▶ [Extract provided]:
================

US Homeland Security still infected with Trojans?

The man in charge of IT security for the US Homeland Security department may lose his job after the revelations that his department's IT systems have misconfigured firewalls, suspicious botnet activity, trojans and virus infections.

In response to reports of persistent cybersecurity flaws at the Department of Homeland Security, a top congressional Democrat on Wednesday questioned whether the agency's chief information officer deserves to keep his job.

The department charged with safeguarding the security of the nation's computer systems has not been setting a good example and CIO Scott Charbo hasn't shown he's serious about fixing its vulnerabilities, said Bennie Thompson, chairman of the House of Representatives Homeland Security Committee.

"How can we ask the private sector to better train employees and implement more consistent access controls when DHS allows employees to send classified e-mails over unclassified networks and contractors to attach unapproved laptops to the network?" Thompson asked at a hearing held by a subcommittee that deals with cybersecurity issues.

He was referring to the Homeland Security department's revelation, as part of an ongoing subcommittee probe into its information security practices, that it experienced 844 security-related "incidents" on its computer systems in 2005 and 2006. Those episodes included unauthorised users hooking up personal computers to government networks, unauthorised software installations, classified e-mails traveling over unclassified networks, suspicious botnet activity, trojans and virus infections, classified data spillages and misconfigured firewalls.

Charbo, for his part, downplayed the lengthy list, saying that they didn't indicate actual penetrations of the system and varied widely in the level of severity. "Those are events that we report on as a data-gathering tool," the IT chief told the politicians, adding that he was confident all breaches considered significant had been addressed properly.

The congressional panel that convened Wednesday's hearing has been probing the extent to which various federal agencies are equipped to handle cyberthreats. At a hearing in April, committee members accused officials at the Commerce and State Departments of being ill-prepared to handle such threats in light of reports of intrusions from Chinese hackers, and they warned that Homeland Security would be undergoing scrutiny next.

Criticism of that department's cybersecurity efforts from Congress and federal auditors is hardly new. Some would argue the department has shown minor signs of improvement this year since it pulled up its federal information security "grade" from an "F" to a "D".

Even so, Government Accountability Office auditors at Wednesday's hearing said various components of Homeland Security still aren't doing enough to limit access to their systems, authenticate and identify users, encrypt sensitive data and keep logs of user activity.

The GAO is preparing to release a report based on a yearlong investigation that it says documents "pervasive" security flaws in Homeland Security's US-VISIT program, which is designed to verify the identity of foreigners through fingerprint scans and is currently being used at several US ports of entry.

================

▶ [Dataset]:
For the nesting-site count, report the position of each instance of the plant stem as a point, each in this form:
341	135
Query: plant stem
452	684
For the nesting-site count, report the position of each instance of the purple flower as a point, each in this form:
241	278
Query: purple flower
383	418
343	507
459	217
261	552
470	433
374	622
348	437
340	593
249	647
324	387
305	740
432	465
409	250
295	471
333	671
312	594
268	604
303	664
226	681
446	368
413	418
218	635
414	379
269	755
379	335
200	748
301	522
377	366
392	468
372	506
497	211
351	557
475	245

================

▶ [Explore the material]:
1. List the areas in which the GAO auditors said parts of Homeland Security still fall short, according to the article on Homeland Security's cybersecurity flaws.
2. According to the article on Homeland Security's cybersecurity flaws, how many security-related incidents did the department report on its computer systems in 2005 and 2006?
3. Go on with the article on Homeland Security's cybersecurity flaws from its last sentence.

▶ [Responses]:
1.
- Limiting access to their systems
- Authenticating and identifying users
- Encrypting sensitive data
- Keeping logs of user activity

2. 844 incidents.

3.
Keith Rhodes, one of the report's authors, said the GAO found that US-VISIT is riddled with problems "across the board", which, left uncorrected, could put sensitive personal information at risk. The flaws are mostly due to "bad configurations" that could be fixed both easily and cheaply, he said. But because of the deficiencies, there's no way of knowing whether the database associated with the computer systems has already been hacked, he said.

"I did not see controls in place that would prevent (hacking), I did not see defensive perimeters, and I did not see detections systems in place that would let you know whether it had or had not" been hacked, Rhodes told the committee.

Charbo said he and department officials were still reviewing the draft version of that report but were prepared to address the weaknesses by year's end.

On a broader level, Charbo said he realises the agency has improvements to make but urged the politicians not to overlook what he called "significant progress" during the past few years. For instance, it has "remediated" 7,000 weaknesses identified by auditors and has certified that 95 percent of its systems have appropriate controls in place -- compared with only 26 percent in October 2005.

Others questioned whether the department has been dedicating enough of its overall tech budget to security. According to Homeland Security, it spent US$12.5 million in 2004, US$17.5 million in 2005, and US$15 million in 2006 and 2007. Charbo justified those expenditures by saying they reflected "our strategic security plan".

The lone Republican present at the hearing, subcommittee co-chairman Michael McCaul, said he and others were considering introducing legislation that would force Homeland Security to come up with a "national strategic threat assessment" regarding US cybersecurity.

"This has never been done, it's long overdue, and the nation needs this to protect it," he said, adding that he feared a devastating cyberattack could be worse than the "effects of a weapon of mass destruction."